Count it? Why? Transparency is like the anticheese. You have your chese, but then someone is bound to eat some, hopefully eat a pie-like shape of it, cause then you can have some anticheese, which is solely the absence of cheese. It's there, but it's not. That's the whole point. If the anticheese weren't there, the cheese would be, so then, logically, they're complete opposites.

Now, do you consider anticheese cheese? I don't, cause you can't eat it. It tastes a lot like the air and/or the fridge. And it's damn hard to put on crackers. it has none of the characteristics of cheese, so I refuse to call it such.

But you MAY argue that it says cheese in the name. FIE! I tell you true, it says anti as well. Not just anti, but an anti that precedes the noun in question. Meaning that it can't be exactly what it's not.

--HAHAHAHAHA! EAT LOGIC!--

And then point number three. Yes, points one and two were the same, but shut up, I need the really weird essay-like non-essay format. Please, don't get me started. Don't.

Source material:
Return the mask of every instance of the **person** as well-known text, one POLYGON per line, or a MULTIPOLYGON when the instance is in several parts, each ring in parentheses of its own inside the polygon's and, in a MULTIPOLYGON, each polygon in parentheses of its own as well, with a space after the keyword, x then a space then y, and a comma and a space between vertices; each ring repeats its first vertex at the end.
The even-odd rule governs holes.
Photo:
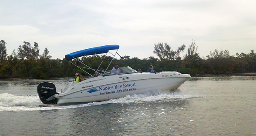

Instructions:
1. From the anticheese piece, list every word of two or more letters that is written entirely in capital letters.
2. Write the next part of the anticheese piece, starting right after its last sentence.

Responses for each task:
1. MAY, FIE, HAHAHAHAHA, EAT, LOGIC

2.
Anyways... Say someone had a harsh craving for some anticheese. You'd say "Well. That bit of air over there would do!" and you go and take a bite of it, only to realise you took a huge bite of anticheese. How was this air anticheese? It was waaay outside the cheese's parameters! Well, you see, essentially, the cheese outside the cheese's borders has precisely the same nonexistant levels of cheese as the anticheese, meaning they must be the same!

"EUREKA!" you cry. "This freakin' bloke's got some jolly well good ol' tea time logicalness in his -mumbling-"

(In real words, and sanely put, this means that, arguably, you can have no size to a picture, because transparency is not stopped by borders. So transparency is just like fancy cropping, and therefore not a colour."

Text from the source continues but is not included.